Records for the task start

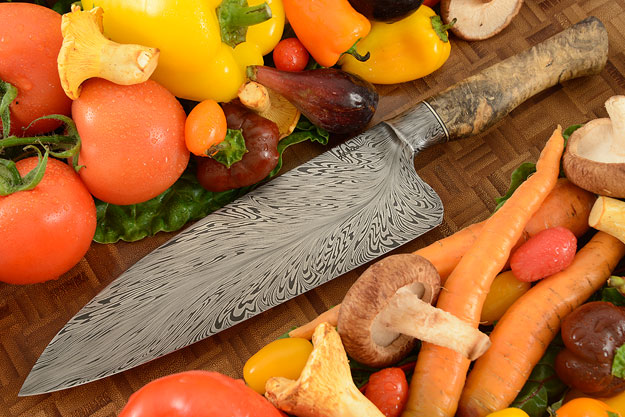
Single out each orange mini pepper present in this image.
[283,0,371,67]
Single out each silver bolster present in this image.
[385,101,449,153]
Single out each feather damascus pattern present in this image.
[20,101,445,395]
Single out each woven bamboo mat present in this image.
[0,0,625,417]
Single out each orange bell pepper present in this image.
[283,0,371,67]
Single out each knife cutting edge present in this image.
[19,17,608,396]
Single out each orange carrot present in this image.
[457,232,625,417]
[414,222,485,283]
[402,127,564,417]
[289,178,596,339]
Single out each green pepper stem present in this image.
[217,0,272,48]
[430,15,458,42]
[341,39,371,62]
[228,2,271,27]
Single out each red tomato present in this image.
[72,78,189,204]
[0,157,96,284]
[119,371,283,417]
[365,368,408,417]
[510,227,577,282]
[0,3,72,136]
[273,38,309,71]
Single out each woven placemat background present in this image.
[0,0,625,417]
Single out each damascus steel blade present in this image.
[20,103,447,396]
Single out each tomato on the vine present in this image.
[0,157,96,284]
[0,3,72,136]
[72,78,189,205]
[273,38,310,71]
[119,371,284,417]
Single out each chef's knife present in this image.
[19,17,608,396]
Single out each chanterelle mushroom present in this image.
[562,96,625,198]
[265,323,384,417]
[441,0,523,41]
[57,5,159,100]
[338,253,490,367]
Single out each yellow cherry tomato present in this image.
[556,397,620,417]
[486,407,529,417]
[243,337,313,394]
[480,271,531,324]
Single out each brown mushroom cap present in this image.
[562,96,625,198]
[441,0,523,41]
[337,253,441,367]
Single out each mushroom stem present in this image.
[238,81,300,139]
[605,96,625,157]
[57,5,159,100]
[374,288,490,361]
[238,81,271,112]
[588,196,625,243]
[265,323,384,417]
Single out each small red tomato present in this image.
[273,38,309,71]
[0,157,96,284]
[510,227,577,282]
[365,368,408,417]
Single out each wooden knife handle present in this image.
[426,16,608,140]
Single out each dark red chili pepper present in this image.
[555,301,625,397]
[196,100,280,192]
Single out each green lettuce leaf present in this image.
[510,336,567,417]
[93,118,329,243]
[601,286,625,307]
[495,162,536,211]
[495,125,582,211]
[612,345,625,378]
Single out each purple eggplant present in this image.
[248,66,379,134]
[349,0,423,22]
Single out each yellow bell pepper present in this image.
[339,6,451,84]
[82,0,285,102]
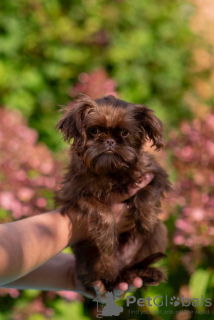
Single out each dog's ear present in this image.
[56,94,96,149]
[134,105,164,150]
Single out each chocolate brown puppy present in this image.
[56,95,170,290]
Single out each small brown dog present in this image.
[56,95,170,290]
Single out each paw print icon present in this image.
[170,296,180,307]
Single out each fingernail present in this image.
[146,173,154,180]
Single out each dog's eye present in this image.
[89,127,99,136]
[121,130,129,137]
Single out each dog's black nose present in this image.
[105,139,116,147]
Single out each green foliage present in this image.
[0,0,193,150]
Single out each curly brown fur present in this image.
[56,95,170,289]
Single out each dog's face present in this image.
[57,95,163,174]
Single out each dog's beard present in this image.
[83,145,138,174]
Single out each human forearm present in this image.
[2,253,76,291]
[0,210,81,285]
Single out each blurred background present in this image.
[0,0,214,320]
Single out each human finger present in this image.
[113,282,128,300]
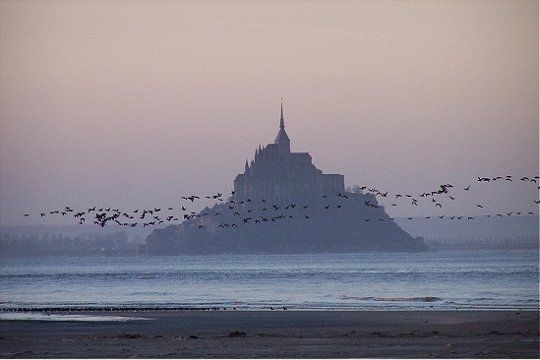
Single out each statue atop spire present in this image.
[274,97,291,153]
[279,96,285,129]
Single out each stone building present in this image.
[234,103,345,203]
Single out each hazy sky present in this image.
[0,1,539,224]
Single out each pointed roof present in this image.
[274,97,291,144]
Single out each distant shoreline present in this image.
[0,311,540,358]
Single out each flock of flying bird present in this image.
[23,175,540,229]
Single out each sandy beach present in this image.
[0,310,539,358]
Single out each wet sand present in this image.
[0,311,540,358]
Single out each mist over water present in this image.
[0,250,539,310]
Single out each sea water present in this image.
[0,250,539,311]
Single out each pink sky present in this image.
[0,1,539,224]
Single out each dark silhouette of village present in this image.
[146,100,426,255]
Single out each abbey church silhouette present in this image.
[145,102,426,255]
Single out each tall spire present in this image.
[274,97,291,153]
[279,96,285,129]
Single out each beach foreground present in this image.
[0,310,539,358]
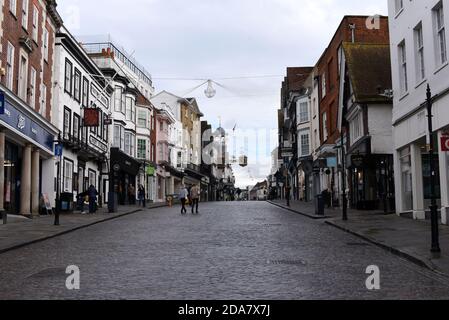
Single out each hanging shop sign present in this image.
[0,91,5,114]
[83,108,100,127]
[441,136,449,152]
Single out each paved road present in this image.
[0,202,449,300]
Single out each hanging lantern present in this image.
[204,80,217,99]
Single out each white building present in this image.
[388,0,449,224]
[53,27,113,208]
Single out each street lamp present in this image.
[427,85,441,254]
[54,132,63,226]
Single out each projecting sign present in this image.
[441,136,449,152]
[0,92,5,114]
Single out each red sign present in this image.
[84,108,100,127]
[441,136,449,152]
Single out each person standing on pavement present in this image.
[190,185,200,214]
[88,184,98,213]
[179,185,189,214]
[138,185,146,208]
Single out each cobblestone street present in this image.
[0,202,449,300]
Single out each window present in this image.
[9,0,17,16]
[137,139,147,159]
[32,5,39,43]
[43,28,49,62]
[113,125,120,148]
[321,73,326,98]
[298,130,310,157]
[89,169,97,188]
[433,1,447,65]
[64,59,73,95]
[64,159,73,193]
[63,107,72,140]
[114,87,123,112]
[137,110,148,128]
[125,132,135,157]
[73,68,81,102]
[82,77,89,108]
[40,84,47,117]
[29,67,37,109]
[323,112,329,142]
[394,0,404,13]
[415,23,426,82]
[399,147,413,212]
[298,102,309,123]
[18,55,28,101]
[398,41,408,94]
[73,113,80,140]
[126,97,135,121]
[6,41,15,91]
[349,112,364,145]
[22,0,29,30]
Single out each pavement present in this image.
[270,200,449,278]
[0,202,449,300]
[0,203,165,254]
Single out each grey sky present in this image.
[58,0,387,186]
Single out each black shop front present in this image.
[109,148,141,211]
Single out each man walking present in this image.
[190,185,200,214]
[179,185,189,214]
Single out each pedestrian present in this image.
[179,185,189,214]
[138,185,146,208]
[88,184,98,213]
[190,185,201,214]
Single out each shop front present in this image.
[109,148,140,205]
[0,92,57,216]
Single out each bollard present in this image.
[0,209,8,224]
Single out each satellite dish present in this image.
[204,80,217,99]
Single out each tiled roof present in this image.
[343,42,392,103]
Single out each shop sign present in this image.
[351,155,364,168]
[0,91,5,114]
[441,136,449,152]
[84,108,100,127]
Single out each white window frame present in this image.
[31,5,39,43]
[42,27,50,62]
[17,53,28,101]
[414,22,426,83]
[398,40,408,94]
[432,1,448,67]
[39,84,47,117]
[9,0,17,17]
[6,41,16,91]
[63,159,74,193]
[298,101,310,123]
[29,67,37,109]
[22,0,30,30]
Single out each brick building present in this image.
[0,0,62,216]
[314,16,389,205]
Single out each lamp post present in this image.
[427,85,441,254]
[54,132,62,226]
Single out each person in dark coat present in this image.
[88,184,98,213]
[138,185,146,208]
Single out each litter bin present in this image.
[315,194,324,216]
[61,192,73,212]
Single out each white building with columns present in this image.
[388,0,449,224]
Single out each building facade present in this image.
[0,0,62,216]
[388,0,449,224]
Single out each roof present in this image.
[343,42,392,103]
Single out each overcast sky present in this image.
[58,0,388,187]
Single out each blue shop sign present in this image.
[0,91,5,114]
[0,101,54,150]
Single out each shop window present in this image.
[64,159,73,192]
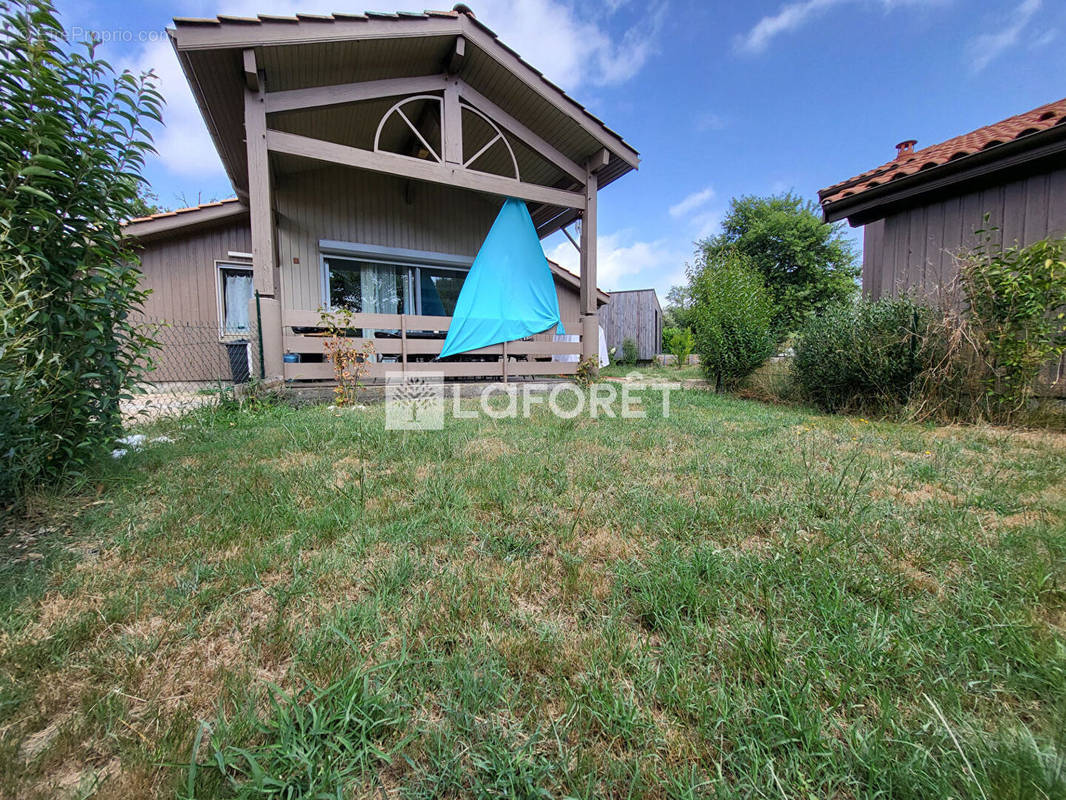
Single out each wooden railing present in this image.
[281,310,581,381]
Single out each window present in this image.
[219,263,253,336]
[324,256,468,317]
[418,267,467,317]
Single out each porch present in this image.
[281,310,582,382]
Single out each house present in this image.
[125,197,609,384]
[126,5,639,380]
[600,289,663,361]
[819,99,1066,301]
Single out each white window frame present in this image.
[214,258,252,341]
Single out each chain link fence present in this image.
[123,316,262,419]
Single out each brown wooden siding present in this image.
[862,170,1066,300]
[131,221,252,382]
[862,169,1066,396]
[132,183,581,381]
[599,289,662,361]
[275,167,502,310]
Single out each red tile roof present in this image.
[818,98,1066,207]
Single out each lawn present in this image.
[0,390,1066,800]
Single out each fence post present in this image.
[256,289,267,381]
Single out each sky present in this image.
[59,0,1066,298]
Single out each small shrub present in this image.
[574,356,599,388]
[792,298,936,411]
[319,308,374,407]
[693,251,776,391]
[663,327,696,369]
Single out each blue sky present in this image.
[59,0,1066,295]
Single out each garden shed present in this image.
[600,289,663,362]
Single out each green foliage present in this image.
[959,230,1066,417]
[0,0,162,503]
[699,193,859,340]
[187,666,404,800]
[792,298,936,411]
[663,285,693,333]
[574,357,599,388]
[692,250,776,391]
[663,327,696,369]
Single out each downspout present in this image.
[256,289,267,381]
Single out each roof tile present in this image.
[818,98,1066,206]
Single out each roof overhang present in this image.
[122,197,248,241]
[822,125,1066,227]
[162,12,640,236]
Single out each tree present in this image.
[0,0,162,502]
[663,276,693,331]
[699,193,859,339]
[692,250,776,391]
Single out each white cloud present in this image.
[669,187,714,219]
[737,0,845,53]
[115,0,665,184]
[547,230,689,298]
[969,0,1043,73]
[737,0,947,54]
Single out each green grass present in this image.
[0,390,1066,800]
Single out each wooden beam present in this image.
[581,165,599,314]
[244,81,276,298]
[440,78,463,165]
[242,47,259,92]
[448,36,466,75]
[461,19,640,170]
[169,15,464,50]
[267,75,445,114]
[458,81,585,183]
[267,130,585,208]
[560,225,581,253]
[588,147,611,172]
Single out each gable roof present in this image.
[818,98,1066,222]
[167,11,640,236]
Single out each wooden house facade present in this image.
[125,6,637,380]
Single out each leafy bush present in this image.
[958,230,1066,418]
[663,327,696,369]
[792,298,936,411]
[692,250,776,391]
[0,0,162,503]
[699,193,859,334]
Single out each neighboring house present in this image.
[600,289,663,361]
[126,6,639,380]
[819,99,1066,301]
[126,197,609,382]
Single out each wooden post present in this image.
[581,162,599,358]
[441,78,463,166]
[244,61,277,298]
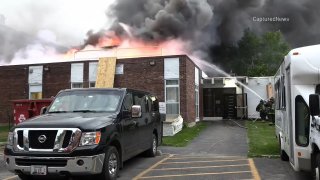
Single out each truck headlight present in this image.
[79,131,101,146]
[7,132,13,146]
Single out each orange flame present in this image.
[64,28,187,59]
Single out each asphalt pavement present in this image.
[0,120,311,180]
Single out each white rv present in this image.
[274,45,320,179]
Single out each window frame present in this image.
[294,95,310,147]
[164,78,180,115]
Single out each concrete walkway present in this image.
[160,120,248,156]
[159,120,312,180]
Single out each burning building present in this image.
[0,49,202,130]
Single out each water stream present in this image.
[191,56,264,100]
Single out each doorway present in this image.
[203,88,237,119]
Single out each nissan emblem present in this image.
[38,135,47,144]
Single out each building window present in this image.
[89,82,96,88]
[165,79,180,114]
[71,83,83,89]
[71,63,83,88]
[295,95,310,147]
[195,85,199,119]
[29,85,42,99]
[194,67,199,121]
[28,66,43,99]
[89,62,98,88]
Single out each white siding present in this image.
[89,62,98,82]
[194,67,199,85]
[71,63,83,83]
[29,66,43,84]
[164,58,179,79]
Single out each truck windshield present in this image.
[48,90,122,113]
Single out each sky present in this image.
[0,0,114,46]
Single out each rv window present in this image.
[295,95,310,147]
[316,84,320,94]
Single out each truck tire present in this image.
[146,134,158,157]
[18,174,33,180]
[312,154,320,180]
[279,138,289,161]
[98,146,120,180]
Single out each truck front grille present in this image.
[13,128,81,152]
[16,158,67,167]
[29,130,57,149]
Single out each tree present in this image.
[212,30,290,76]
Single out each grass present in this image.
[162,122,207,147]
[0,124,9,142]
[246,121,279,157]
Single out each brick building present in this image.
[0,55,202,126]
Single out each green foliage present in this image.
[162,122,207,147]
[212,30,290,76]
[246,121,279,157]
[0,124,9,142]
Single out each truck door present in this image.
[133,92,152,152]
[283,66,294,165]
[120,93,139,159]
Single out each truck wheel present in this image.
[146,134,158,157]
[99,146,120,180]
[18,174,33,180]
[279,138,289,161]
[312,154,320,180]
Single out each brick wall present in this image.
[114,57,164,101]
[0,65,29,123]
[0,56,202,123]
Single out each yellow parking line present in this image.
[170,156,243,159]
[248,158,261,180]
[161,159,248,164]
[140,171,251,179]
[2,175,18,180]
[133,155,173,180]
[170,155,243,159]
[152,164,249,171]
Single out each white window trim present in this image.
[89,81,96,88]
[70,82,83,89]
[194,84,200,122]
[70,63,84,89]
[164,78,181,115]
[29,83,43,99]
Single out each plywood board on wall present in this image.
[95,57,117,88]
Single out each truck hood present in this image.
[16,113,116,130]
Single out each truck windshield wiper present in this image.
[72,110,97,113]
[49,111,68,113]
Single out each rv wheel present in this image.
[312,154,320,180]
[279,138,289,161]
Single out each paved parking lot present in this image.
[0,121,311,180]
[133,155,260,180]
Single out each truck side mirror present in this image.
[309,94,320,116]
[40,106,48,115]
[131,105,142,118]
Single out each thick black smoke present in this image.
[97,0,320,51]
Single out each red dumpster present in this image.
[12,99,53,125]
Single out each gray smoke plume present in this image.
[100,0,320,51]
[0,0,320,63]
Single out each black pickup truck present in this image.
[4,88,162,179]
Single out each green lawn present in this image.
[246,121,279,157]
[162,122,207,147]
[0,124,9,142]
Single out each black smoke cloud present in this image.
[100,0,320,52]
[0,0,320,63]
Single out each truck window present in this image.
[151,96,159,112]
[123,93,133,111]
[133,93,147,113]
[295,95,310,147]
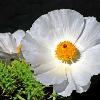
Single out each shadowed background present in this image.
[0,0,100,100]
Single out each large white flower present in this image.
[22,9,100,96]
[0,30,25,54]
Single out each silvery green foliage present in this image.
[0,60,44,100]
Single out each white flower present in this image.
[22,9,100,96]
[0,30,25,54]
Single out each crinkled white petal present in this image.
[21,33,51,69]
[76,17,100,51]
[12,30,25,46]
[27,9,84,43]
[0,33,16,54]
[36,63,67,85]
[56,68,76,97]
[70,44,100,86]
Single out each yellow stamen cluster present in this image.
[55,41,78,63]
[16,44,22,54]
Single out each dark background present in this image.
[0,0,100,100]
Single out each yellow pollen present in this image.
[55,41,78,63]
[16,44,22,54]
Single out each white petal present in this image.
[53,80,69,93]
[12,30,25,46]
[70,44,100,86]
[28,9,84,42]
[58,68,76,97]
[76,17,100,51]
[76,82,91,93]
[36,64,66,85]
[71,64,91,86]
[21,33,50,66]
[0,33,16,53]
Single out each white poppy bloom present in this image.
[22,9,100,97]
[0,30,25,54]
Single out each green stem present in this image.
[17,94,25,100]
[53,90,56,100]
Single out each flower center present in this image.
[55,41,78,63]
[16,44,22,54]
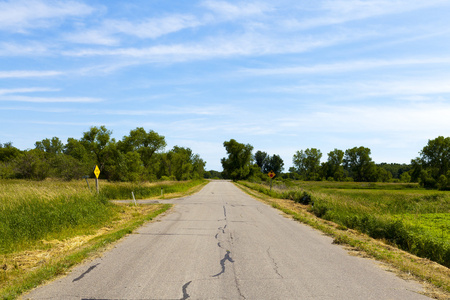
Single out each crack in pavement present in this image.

Records for the task end

Job =>
Convert the records above into a JSON list of strings, beginning at the first line and continuing through the line containing "[20,103,447,396]", with one string per line and blank lines omitted. Leave the pictures out of the list.

Answer to this exercise =>
[
  "Single out each orange mini pepper present in this image.",
  "[283,0,371,67]",
  "Single out each silver bolster present in this image.",
  "[385,101,449,153]",
  "Single out each feather damascus pattern present in this image.",
  "[20,101,445,395]",
  "Single out each woven bamboo mat present in this image.",
  "[0,0,625,417]",
  "Single out each orange bell pepper present in this image.",
  "[283,0,371,67]",
  "Single out each knife cutting edge present in this image.",
  "[19,17,608,396]",
  "Single out each orange carrot present in this image.",
  "[457,232,625,417]",
  "[414,222,485,283]",
  "[402,127,564,417]",
  "[289,178,596,339]",
  "Single out each green pepper stem present in this image.",
  "[217,0,272,48]",
  "[430,15,458,42]",
  "[341,39,371,62]",
  "[228,2,271,27]",
  "Single out each red tomato present in this image.",
  "[72,78,189,204]",
  "[0,157,96,284]",
  "[119,371,283,417]",
  "[365,368,408,417]",
  "[510,227,577,282]",
  "[0,3,72,136]",
  "[273,38,309,71]",
  "Single out each woven placemat background present in this image.",
  "[0,0,625,417]",
  "Single out each damascus steel blade present in this image.",
  "[20,103,447,396]"
]